Robert Keefe, PhD – University of Idaho
Dr. Keefe is Associate Professor of Forest Operations at the University of Idaho and the Director of the 10,000-acre University of Idaho Experimental Forest. He received his Ph.D. and Masters in Forestry from the University of Idaho and obtained a Bachelor of Science in Forestry from University of New Hampshire. The Experimental Forest, which Dr. Keefe oversees, is a working forest classroom with forestry activities carried out both by professional and student workers. This makes it a unique environment for teaching and research in natural resources. Dr. Keefe’s lab group works closely with regional, state, industrial and federal forestry stakeholders. His work relies on a variety of methods. However, he places emphasis on quantifying work activities on logging operations through use of mobile and wearable technologies that are equipped with location sharing. These technologies quantify and improve safety by increasing situational awareness among coworkers. This has unique challenges in remote, forest work environments where communication and sharing of mobile data are often limited. NIOSH funds Dr. Keefe through a cooperative agreement (U01) to conduct research on reducing logging fatalities and non-fatal trauma incidence rates with new real-time operational Global Positioning System (GPS) communications.
On Wednesday, February 14, the kick-off of the Expanding Research Partnerships Webinar Series featured these exciting topics about work and health-related factors associated with injury and illness outcomes.

__________________________________________________

Your tasks =
A) According to the Robert Keefe profile, how large is the University of Idaho Experimental Forest?
B) Summarize the Robert Keefe profile in two sentences.
C) Write what comes next in the Robert Keefe profile, picking up after its final sentence.
The lines play no part in this work.

Dataset section =

__________________________________________________

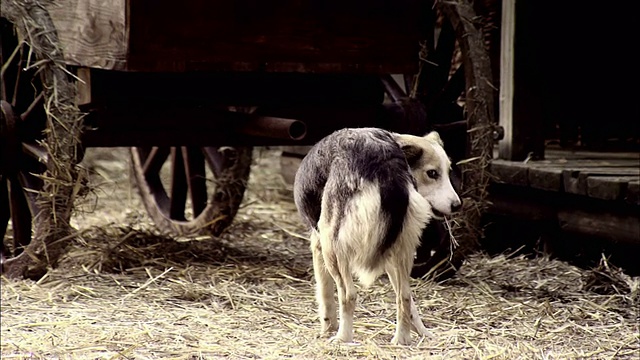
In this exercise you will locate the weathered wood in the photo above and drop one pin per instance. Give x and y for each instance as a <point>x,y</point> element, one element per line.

__________________________________________________

Task-by-task answers =
A) It covers 10,000 acres.

B) Robert Keefe is Associate Professor of Forest Operations at the University of Idaho and directs its 10,000-acre Experimental Forest, a working forest classroom used for teaching and research. His lab uses mobile and wearable location-sharing technologies to measure logging work and improve safety, and NIOSH funds his research on using real-time GPS communications to reduce logging fatalities and injuries.

C)
Work Arrangement, Job Stress, and Health-Related Quality of Life
Presenter: Tapas Ray, PhD, Economist, NIOSH
Health-related Predictors of Workers’ Compensation Claims
Presenter: Erin Shore, MPH, Professional Research Associate, Colorado School of Public Health
Tapas Ray, PhD – NIOSH
Dr. Ray is as an economist with National Institute for Occupational Safety and Health (NIOSH), Centers for Disease Control and Prevention (CDC). Currently, he serves as the assistant coordinator for the NIOSH Healthy Work Design and Well-Being Program. He received his Ph.D. in Economics from University of Connecticut and his Masters from Delhi School of Economics. Prior to joining CDC/NIOSH in 2004 as a Prevention Effectiveness Fellow, he taught at the University of Connecticut, worked in India as a social researcher, and at the Connecticut Center for Economic Analysis as a research economist. His current interests are economics of work stress, non-standard and precarious employment arrangement, and contribution of work towards health-related quality of life (HRQL) and well-being. His scholarly work includes numerous articles, presentations, workshops, and symposia in both environmental and public health economics. Dr. Ray also teaches economics at the Miami University, Oxford.
Erin Shore, MPH – Colorado School of Public Health
Erin Shore is a Professional Research Assistant for the Center for Health, Work & Environmentexternal icon at the Colorado School of Public Health—one of six NIOSH-funded Centers of Excellence for Total Worker Health®. She conducts research for projects, including program evaluation and occupational health and safety. Erin earned her MPH with a concentration in Epidemiology from Emory University. She also has a BS in Health and Exercise Science from the University of Oklahoma.